For each line below that holds "window", return the line as it stands.

■ DATA FOR ANALYSIS
________________________________________
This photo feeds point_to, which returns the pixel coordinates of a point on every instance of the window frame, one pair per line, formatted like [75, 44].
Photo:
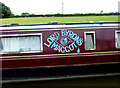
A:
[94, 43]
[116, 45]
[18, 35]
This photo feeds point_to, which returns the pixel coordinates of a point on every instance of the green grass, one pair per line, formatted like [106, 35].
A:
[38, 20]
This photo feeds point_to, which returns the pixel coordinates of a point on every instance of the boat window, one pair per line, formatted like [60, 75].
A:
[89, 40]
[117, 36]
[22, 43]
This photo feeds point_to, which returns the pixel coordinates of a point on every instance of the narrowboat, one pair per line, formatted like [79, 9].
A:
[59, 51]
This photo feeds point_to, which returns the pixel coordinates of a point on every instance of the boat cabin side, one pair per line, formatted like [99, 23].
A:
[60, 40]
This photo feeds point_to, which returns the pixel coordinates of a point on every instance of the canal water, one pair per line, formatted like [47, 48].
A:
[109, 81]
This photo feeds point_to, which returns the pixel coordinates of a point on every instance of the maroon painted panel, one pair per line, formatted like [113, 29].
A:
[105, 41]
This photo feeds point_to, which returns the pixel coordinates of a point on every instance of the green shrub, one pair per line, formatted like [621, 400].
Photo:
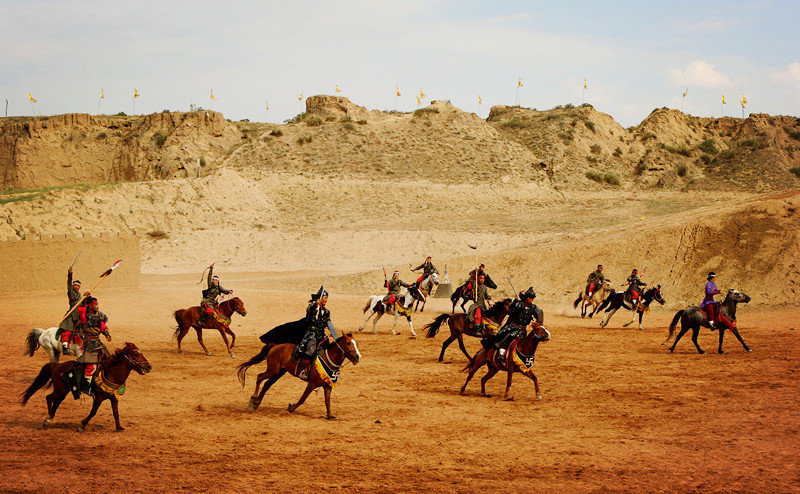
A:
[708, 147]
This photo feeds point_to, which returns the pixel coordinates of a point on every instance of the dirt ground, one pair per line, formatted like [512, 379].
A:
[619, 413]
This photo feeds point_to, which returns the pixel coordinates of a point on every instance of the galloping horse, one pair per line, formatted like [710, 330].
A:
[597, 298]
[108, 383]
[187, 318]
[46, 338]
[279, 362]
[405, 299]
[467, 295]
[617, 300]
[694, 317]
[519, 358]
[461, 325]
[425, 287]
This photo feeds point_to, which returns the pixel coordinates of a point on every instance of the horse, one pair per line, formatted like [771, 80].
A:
________________________________________
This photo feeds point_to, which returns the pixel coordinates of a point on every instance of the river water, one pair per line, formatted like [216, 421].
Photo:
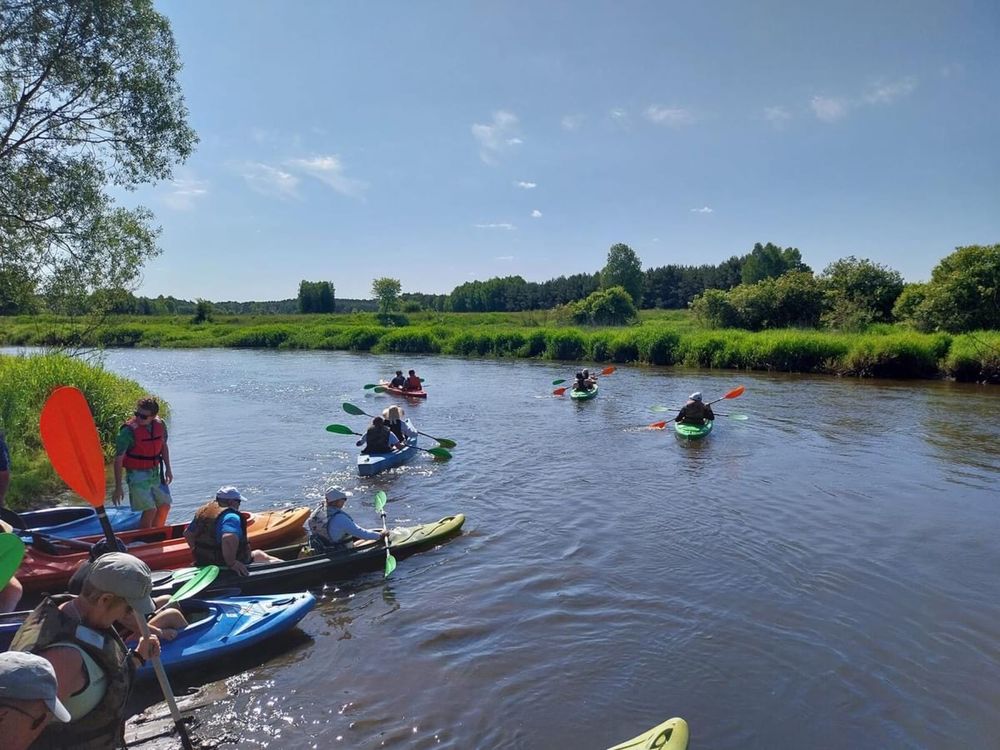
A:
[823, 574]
________________________________________
■ SOLUTION
This photo feeds point_to, which returns the pixel coordinates of a point on every instance of the window frame, one pair per line, formatted like [75, 44].
This photo feeds point_to, which returns the pixel coordinates of a point on every instance of the boat window, one pair per line, formatted like [60, 75].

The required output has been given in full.